*** Opening of PAGE TEXT ***

I can imagine Gov. Jay Inslee shaking his head over his newspaper this morning.
Maybe Whatcom County council members Rud Browne, Barry Buchanan, Ken Mann and Carl Weimer did the same thing.
Whether these men subscribe to The Bellingham Herald or the New York Times, they didn't have to look past Page 1 to find what might have perturbed them.
(OK, I admit it's doubtful Inslee spends any time over The Bellingham Herald in the morning -- with the possible exception of one day last week. )
The New York Times put a story about the governor on Page 1 of its main edition today (this link will only work on Monday, Aug. 4) .
The Bellingham Herald reprinted it above the fold in a heavy font: "Climate change battle brewing."
The point of the article, written by Coral Davenport, was that a climate change battle wouldn't be needed if California billionaire Tom Steyer's investment in this fall's state Senate races pays off, and Democrats retake the majority. Then Inslee's strategy to address climate change, one of the most ambitious in the country, could sail through the Legislature without a battle.

*** Close of PAGE TEXT ***
*** Opening of SOURCE DATA ***

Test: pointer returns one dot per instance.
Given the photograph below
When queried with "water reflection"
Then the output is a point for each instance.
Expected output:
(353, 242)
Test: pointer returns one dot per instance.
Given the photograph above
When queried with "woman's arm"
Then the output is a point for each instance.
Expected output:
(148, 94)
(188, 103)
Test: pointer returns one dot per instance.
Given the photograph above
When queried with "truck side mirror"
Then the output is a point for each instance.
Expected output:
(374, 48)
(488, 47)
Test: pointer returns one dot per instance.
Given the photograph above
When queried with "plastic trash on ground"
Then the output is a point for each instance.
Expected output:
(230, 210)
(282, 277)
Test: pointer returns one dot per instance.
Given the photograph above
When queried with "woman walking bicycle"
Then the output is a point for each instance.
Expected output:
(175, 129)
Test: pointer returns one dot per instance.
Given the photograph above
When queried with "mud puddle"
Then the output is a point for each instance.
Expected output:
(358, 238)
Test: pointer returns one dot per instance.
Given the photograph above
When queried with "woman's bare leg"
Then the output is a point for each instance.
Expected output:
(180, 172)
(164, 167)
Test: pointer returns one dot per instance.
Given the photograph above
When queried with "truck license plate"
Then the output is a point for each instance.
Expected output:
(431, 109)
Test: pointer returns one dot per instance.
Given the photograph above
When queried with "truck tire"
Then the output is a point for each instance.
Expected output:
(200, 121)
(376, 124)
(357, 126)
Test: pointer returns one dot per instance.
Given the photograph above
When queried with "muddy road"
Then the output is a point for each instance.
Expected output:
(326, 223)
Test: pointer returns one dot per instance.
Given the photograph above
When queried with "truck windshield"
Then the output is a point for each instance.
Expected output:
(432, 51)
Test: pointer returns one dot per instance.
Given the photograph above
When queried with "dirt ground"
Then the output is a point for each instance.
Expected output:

*** Close of SOURCE DATA ***

STUDY QUESTIONS:
a. List every person the page text on Inslee identifies by full name, in order of first mention.
b. From the page text on Inslee, extract the passage starting with "I can imagine" and going on through "last week. )".

WRITTEN ANSWERS:
a.
Jay Inslee
Rud Browne
Barry Buchanan
Ken Mann
Carl Weimer
Coral Davenport
Tom Steyer

b.
I can imagine Gov. Jay Inslee shaking his head over his newspaper this morning.
Maybe Whatcom County council members Rud Browne, Barry Buchanan, Ken Mann and Carl Weimer did the same thing.
Whether these men subscribe to The Bellingham Herald or the New York Times, they didn't have to look past Page 1 to find what might have perturbed them.
(OK, I admit it's doubtful Inslee spends any time over The Bellingham Herald in the morning -- with the possible exception of one day last week. )